• [TASKS TO COMPLETE]
1 – In the article on solid state power technology, what total do utility and hyperscaler capital expenditures reach by 2032, according to the Deloitte study?
2 – Please copy the passage of the article on solid state power technology starting with "And hyperscalers are" and going on through "traditional power infrastructure.".

• [ARTICLE]
════

As the world’s attention is fixed on the rise of artificial intelligence, a parallel transformation is quietly preparing to revolutionize the very electrical infrastructure that powers it: the shift to solid state technology.
And hyperscalers are uniquely positioned to be the early adopters of this new power architecture; they are often building from scratch, and therefore not constrained by legacy systems. They are also more willing to take calculated technology risk than the utility sector. They place a high value on embedded intelligence, which is largely absent from traditional power infrastructure.
Just as important: They have both the capital and operational imperative to prioritize optimal performance and space efficiency. A recent Deloitte study projects that utility and hyperscaler capital expenditures will together reach $1 trillion by 2032.
In the latter half of the 20th century, the invention of the transistor revolutionized everything from computing to telecommunications, laying the foundation for personal computers and cell phones, and ushering in the digital world we know today.
Meanwhile, electricity infrastructure has remained fundamentally unchanged over the past 100 years. It still controls the flow of electricity through bulky electromechanical devices, like relays, switches, and circuit breakers, that rely on physical movement to interrupt power. This method is slow and creates electrical arcing, limiting safety and reducing longevity.
Enter the field-effect transistor, or FET. Once limited to low-voltage applications, advancements in high speed switching semiconductors like silicon carbide (SiC) and gallium nitride (GaN) have enabled FETs to handle higher currents and voltages, allowing them to control power with no moving parts and therefore no arcing.
This shift is still in early days, but it will transform physical infrastructure as we know it. It unlocks switching speeds measured in nanoseconds instead of milliseconds, impacting every facet of power delivery from size to safety to the ability to seamlessly integrate intelligence directly into power infrastructure.

════

• [DATA EXCERPTS]
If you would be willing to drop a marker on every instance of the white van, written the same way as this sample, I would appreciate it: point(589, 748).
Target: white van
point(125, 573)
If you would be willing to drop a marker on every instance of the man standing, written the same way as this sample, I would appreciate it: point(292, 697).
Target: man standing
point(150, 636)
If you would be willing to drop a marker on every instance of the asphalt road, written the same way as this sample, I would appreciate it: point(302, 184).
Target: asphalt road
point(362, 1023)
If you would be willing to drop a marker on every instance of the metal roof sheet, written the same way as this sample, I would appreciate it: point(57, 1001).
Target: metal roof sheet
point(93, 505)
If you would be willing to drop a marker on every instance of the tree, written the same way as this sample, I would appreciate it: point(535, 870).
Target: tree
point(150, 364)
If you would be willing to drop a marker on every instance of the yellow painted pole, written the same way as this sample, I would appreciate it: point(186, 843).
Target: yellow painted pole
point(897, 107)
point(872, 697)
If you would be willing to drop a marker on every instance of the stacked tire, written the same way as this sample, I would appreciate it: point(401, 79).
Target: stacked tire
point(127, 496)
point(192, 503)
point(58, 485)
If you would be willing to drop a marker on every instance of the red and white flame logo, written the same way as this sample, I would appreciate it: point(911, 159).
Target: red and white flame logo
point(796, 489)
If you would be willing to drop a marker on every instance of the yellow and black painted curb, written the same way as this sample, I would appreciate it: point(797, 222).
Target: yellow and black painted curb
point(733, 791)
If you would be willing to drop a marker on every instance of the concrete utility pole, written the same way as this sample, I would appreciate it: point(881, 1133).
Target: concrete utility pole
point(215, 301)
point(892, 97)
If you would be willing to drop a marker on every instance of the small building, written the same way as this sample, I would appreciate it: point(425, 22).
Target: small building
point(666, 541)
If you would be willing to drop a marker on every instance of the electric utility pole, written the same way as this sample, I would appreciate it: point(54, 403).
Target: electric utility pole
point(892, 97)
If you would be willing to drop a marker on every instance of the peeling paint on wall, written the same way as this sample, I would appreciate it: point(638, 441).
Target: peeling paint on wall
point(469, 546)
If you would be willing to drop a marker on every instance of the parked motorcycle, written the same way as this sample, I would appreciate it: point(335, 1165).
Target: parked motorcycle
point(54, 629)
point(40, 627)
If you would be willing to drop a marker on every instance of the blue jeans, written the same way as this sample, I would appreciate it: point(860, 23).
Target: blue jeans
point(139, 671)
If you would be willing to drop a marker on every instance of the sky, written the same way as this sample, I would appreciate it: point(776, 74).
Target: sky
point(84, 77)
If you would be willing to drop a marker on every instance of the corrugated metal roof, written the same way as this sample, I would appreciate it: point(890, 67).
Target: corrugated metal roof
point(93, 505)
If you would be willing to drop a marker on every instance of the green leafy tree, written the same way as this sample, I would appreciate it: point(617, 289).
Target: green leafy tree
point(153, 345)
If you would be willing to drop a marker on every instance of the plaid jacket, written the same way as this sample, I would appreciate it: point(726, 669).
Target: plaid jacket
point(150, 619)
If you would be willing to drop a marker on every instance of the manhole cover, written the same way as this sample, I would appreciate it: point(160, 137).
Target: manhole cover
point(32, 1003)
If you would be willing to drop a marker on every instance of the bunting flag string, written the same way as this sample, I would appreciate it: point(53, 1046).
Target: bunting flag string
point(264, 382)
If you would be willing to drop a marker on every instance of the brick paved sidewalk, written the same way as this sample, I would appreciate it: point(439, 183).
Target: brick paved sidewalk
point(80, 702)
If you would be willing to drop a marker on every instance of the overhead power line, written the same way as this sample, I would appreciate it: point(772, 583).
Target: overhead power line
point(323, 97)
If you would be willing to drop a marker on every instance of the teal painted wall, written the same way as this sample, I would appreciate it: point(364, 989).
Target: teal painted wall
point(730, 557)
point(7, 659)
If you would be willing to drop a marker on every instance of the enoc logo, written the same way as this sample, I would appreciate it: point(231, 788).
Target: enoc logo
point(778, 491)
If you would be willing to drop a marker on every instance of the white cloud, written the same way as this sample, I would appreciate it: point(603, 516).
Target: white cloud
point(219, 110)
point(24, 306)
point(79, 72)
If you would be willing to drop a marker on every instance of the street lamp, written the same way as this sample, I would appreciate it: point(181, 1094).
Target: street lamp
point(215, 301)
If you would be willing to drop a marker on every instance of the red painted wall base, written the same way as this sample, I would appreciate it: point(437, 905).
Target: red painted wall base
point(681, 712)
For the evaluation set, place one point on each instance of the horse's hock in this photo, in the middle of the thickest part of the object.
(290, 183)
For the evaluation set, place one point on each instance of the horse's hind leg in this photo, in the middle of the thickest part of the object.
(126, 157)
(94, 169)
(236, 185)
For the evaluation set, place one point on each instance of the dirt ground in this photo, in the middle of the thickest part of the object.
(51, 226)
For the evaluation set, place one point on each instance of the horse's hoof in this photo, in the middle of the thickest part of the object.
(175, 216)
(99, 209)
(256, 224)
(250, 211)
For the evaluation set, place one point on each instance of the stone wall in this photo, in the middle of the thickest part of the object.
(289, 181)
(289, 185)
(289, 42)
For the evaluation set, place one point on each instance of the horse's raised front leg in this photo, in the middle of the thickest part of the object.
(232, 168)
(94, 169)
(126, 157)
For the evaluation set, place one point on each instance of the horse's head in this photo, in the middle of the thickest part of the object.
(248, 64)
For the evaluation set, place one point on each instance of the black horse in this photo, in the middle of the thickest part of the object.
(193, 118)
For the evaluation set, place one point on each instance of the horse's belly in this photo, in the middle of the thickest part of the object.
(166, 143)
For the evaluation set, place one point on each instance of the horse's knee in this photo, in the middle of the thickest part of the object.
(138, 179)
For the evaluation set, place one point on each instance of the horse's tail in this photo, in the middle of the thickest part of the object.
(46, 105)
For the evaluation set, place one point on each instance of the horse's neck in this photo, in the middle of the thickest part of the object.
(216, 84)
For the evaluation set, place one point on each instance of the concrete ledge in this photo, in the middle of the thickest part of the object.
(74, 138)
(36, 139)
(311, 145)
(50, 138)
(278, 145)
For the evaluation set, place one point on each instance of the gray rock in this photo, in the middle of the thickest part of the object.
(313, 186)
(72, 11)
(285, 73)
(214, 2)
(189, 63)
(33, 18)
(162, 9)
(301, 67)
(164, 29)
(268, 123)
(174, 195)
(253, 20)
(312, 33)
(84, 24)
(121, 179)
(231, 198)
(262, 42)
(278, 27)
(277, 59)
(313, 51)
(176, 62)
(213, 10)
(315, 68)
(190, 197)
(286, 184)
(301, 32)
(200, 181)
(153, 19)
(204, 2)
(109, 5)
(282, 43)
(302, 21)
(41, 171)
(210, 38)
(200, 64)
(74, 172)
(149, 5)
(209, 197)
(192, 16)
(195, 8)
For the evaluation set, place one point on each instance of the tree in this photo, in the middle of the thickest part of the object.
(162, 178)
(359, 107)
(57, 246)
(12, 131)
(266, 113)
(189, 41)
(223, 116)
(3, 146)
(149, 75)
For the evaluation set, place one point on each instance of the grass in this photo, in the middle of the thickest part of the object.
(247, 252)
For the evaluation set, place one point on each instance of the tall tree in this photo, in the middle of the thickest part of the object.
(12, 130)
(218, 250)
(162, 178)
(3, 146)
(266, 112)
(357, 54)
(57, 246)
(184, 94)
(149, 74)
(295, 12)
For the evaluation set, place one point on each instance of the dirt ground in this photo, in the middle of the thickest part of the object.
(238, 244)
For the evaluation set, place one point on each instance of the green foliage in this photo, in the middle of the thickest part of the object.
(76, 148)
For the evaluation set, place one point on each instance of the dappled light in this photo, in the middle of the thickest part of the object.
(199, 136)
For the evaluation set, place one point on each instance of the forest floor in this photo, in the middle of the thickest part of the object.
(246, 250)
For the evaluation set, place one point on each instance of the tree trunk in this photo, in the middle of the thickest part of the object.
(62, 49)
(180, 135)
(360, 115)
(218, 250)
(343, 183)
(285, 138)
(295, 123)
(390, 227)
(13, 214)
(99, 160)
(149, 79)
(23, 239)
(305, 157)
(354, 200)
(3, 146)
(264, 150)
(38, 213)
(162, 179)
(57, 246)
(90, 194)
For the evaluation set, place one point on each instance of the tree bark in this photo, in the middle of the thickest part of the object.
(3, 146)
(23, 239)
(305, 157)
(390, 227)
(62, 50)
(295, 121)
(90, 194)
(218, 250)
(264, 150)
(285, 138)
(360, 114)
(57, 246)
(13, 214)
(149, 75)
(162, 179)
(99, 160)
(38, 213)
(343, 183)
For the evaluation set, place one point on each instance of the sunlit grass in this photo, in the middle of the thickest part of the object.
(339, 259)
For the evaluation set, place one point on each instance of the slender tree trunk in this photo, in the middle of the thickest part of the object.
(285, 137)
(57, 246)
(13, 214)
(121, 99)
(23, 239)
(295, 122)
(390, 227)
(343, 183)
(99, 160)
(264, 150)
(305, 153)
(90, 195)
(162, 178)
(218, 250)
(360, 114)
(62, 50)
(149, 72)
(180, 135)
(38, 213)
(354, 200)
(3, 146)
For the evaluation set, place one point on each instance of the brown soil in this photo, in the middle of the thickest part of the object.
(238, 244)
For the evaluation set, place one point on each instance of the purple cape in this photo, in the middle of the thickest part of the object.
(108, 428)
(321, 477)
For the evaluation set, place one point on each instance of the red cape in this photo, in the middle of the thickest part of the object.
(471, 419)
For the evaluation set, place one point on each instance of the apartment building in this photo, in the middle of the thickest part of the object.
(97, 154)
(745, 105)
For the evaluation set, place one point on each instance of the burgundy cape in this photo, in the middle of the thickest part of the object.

════

• [SOLUTIONS]
1 – $1 trillion.

2 –
And hyperscalers are uniquely positioned to be the early adopters of this new power architecture; they are often building from scratch, and therefore not constrained by legacy systems. They are also more willing to take calculated technology risk than the utility sector. They place a high value on embedded intelligence, which is largely absent from traditional power infrastructure.